* [To do]:
The word "headdress" marks the lines to copy; find all of them in the entries below.

* [Material shown]:
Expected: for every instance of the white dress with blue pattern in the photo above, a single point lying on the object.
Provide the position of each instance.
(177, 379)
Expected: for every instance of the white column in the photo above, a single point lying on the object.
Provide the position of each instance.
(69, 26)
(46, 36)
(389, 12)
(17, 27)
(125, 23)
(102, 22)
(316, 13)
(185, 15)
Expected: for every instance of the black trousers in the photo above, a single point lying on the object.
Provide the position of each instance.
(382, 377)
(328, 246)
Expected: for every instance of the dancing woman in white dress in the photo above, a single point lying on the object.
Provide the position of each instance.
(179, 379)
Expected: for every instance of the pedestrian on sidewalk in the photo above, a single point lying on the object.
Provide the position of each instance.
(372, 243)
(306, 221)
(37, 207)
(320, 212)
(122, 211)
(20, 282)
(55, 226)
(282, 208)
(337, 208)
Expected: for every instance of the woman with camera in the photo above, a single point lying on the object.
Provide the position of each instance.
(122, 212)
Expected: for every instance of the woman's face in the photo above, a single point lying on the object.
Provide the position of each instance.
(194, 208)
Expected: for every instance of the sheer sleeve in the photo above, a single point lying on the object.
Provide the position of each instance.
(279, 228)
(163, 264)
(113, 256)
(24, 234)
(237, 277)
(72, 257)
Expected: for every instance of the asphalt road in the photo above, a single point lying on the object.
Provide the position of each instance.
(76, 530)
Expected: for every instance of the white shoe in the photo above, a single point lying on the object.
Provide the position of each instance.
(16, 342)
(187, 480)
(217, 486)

---

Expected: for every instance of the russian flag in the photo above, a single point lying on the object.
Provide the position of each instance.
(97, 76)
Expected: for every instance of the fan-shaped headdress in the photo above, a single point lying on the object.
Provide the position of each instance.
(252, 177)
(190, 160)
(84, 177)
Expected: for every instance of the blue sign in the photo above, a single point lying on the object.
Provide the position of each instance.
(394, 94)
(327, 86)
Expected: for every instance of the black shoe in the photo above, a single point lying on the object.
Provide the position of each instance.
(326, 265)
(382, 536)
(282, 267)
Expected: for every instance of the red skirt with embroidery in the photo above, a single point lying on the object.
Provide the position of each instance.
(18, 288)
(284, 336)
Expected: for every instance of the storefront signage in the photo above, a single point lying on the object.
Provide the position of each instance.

...

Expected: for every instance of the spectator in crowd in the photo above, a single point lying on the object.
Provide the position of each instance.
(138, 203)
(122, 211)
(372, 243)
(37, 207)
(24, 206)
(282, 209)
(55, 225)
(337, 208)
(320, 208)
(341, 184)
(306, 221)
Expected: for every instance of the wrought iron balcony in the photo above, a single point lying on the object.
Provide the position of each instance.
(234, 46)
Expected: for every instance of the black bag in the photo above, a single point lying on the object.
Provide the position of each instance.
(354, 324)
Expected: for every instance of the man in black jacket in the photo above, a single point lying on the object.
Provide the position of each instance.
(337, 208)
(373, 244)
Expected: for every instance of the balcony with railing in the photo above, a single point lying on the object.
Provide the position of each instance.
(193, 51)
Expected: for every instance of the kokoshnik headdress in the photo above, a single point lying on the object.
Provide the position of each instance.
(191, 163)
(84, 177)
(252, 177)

* [Expected answer]:
Expected: for every instance of the fan-shaped headdress in the photo above, a single point lying on the object.
Expected: for every instance of the kokoshnik headdress in the photo above, a single point lying on the object.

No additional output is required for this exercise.